### Aim of the exercise:
Using the records below, filter for lines that contain the string "clicks" and copy them out.

START The data

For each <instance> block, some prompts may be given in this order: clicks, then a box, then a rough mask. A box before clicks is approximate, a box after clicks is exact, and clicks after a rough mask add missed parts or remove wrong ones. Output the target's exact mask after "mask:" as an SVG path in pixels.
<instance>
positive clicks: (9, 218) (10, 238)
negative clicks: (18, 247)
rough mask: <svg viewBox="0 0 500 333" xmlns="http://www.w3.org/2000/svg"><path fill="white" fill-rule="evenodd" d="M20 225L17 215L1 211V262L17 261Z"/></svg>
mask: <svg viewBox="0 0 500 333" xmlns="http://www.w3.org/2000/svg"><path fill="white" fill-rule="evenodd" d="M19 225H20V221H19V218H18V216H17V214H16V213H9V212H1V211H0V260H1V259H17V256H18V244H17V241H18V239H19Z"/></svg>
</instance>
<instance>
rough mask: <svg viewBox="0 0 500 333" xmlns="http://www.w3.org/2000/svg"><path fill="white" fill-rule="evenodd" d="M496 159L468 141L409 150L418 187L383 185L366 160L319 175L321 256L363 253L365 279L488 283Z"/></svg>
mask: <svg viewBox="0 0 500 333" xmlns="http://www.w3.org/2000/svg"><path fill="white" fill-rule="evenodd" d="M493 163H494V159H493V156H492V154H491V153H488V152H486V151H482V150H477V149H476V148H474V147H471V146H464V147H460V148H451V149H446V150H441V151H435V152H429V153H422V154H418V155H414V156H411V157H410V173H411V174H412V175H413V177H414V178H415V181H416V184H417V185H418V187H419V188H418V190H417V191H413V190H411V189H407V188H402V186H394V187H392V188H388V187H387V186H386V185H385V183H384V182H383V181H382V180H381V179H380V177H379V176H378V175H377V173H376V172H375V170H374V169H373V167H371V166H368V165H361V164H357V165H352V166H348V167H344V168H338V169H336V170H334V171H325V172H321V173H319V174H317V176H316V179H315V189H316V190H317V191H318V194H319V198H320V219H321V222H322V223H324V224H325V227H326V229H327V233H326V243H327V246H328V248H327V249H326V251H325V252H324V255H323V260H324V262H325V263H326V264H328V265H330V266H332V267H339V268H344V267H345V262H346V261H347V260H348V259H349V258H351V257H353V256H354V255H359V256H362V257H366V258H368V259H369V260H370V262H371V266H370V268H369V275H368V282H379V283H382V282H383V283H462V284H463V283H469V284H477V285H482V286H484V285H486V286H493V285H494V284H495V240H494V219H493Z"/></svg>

END The data

### Exercise output:
For each <instance> block, some prompts may be given in this order: clicks, then a box, then a rough mask. A box before clicks is approximate, a box after clicks is exact, and clicks after a rough mask add missed parts or remove wrong ones. Output the target's exact mask after "mask:" as an SVG path in pixels.
positive clicks: (9, 218) (10, 238)
negative clicks: (18, 247)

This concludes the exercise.